Copy all of the material below line for line, changing nothing.

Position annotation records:
################
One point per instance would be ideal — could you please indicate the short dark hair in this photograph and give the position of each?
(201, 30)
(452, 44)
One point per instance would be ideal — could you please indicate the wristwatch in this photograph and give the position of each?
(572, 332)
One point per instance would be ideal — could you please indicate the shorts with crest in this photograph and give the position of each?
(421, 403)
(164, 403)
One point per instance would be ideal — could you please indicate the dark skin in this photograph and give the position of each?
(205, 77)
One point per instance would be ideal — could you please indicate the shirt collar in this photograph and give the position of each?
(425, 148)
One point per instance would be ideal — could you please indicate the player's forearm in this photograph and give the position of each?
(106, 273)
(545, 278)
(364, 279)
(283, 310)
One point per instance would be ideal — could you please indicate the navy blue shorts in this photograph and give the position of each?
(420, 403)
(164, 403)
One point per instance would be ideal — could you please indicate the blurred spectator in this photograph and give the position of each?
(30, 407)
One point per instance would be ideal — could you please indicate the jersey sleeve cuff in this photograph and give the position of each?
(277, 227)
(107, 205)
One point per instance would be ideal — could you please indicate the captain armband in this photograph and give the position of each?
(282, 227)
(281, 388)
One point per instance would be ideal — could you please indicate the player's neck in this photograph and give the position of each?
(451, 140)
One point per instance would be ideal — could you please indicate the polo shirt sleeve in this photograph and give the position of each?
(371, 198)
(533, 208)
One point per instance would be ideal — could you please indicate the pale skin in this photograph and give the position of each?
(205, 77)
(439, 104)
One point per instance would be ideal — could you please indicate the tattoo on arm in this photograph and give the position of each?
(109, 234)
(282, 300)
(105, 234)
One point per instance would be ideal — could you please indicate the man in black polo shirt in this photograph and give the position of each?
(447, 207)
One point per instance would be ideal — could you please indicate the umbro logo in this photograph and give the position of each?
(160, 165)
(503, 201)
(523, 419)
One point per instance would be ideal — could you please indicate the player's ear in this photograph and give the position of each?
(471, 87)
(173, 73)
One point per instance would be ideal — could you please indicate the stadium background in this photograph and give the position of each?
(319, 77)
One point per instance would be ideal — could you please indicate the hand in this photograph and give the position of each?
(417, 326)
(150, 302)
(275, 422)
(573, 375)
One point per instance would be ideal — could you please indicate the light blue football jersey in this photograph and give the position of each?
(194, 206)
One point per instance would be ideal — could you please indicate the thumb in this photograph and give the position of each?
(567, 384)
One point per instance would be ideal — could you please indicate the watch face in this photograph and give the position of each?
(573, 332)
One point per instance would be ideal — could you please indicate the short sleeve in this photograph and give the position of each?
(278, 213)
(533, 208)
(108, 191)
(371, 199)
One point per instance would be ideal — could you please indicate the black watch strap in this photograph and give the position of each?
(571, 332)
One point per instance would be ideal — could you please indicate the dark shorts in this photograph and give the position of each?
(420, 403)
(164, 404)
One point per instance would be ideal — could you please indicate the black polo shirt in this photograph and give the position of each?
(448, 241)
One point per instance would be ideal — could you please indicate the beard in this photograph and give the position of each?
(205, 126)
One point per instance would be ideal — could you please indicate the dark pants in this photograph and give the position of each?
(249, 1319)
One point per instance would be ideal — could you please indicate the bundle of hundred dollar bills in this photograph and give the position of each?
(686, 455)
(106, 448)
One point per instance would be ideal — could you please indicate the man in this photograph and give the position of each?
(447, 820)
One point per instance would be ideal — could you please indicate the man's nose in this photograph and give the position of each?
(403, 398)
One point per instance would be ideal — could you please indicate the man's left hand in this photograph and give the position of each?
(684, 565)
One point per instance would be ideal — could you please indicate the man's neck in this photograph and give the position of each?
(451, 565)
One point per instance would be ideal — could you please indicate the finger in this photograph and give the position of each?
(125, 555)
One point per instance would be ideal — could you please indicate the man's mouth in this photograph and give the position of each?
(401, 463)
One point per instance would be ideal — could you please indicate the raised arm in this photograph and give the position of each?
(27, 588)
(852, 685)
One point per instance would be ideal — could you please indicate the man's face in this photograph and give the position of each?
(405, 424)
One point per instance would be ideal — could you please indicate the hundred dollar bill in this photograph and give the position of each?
################
- Answer to the exercise:
One point per instance would be ideal — could you please indicate the short dark hair in this photograph and give the position of each?
(201, 30)
(452, 44)
One point per instance would be ideal — could you please indicate the wristwatch in this photograph and give the position of each?
(572, 332)
One point per instance would be ideal — could you please indicate the shorts with crest in this photograph and give the position of each?
(421, 403)
(164, 403)
One point per instance would be ideal — could you please indicate the dark skin in this photograph and give the position of each?
(205, 77)
One point per instance would be ideal — could you please indicate the shirt collar in this photograph and give the position of each?
(425, 148)
One point per instance would be ideal — could you please indicate the player's forearm in this photograph and give the position of each?
(106, 273)
(545, 278)
(364, 279)
(283, 310)
One point per instance would be ideal — could you please indicate the navy blue shorts in this photograph and give the position of each?
(420, 403)
(164, 403)
One point per instance would be ideal — could you please indicate the blurred spectator in this photograph and give the position of each?
(30, 407)
One point per instance would be ideal — could you please indicate the jersey sleeve cuff in this photograph and give the position of each?
(277, 227)
(107, 205)
One point per instance would be ideal — could you please indicate the captain armband in this photograph and give the position of each?
(282, 227)
(281, 388)
One point per instance would be ideal — could you please indicate the player's neck in this photograph and give the position of each?
(451, 140)
One point per instance would be ideal — could you please indicate the polo shirt sleeve in this photograph and give the position of each?
(371, 198)
(533, 208)
One point per instance would be ideal — could you please indicate the pale skin in this photograph and give the position of each?
(205, 77)
(439, 104)
One point per instance would be ideal — could you please indicate the tattoo on arm in this photograph and give the position of each?
(109, 234)
(282, 300)
(105, 234)
One point per instance would be ideal — could you please indicate the man in black polo shirt in this photograph and give the position of each?
(447, 207)
One point per instance would be ideal — could you please indicate the umbro logo in this photograph and give the position of each?
(160, 165)
(503, 201)
(523, 419)
One point per instance would be ideal — could you please indicate the player's ear in this photograph and give the position of each?
(471, 87)
(173, 73)
One point per instance would be ideal — could you please indicate the stadium background in this photograph and give the position of each?
(319, 77)
One point per instance would be ideal — could you please indicate the hand in this photograph and give the position of each?
(417, 326)
(150, 302)
(275, 422)
(573, 375)
One point per instance would be ideal — could you please indicate the light blue football jersey in this photograph and give the position of each?
(194, 206)
One point per instance would be ideal — could you please indicate the thumb in this photograph and give the position of each?
(567, 384)
One point per instance would be ideal — could you please indicate the watch face in this photograph and give the position of each?
(573, 332)
One point per instance would be ideal — could you please indicate the short sleeve in this photograph and give the position of each?
(278, 213)
(533, 208)
(108, 191)
(371, 199)
One point per instance would be ideal — could you please indicate the black watch strap in this photograph and give the position of each?
(571, 332)
One point per instance would be ideal — could you please indicate the dark shorts in this photograph and give the position of each?
(420, 403)
(164, 404)
One point per instance would be ideal — could you please indicate the black polo shirt in this photograph and give the position of each?
(448, 241)
One point per instance would be ideal — could you please indicate the beard in this photograph and give the position of each?
(205, 126)
One point per instance would be ideal — could you please indicate the dark pants in this photograph and give the position of each?
(249, 1319)
One point per instance would be ideal — could you please indicate the bundle of hundred dollar bills in this photograph and give the position of each?
(686, 455)
(106, 448)
One point per instance would be ideal — could you please indicate the man in this photograph and give the position of each?
(447, 820)
One point per instance would be ideal — could you please indicate the man's nose in this photograph and give the position of each?
(403, 398)
One point per instance would be ideal — could you please indicate the man's left hand in this photograph and give the position of each?
(684, 565)
One point per instance would be ideal — could you please indicate the man's neck in this photograph and give the position of each?
(451, 565)
One point per instance would be ideal — could you please indicate the finger in this photograph and give the position of each?
(125, 555)
One point per instance would be ideal — could you please indicate the man's mouth in this photograph and give the position of each?
(401, 463)
One point per instance would be ideal — could you please indicate the raised arm in this photograph and give the position of each?
(27, 588)
(852, 685)
One point per instance would be ideal — could you please indicate the man's face in this photograph and give the position of each?
(405, 424)
One point per instance would be ideal — could you please indicate the hundred dollar bill in this photograph and give the position of each?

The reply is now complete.